### PROBLEM REQUIREMENTS
From the entries below, pull out each line where "leaf" appears.

### DATA RECORDS
-*-*-

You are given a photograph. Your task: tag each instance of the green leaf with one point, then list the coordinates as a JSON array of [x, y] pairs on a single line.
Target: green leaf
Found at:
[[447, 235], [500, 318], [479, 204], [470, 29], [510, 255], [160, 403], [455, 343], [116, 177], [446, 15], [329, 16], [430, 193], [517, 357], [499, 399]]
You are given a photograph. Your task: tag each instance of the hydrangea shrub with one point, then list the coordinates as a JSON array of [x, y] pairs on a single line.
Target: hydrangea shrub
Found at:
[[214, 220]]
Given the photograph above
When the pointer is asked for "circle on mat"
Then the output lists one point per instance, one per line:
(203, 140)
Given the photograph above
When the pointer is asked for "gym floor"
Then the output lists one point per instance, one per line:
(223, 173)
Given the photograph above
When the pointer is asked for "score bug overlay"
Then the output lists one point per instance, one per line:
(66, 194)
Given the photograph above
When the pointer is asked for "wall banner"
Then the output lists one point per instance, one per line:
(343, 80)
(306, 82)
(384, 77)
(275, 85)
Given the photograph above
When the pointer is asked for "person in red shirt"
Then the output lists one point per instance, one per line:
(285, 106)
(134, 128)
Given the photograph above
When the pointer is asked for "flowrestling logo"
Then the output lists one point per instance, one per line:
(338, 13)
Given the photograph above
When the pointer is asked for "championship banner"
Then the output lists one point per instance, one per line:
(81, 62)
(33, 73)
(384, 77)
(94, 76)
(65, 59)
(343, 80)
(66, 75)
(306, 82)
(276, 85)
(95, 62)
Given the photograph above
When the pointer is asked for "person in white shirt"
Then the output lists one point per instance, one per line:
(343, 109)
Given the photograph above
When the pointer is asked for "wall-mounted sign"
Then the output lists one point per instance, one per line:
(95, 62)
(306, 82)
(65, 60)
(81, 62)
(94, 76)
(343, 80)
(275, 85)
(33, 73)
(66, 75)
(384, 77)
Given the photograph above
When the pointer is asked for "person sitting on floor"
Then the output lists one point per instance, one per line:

-*-*-

### ANSWER TO THE PROBLEM
You are given a photograph. Your task: tag each instance of the green leaf with one point, then list the coordinates as a JSON array of [x, y] pairs on a single line.
Target: green leaf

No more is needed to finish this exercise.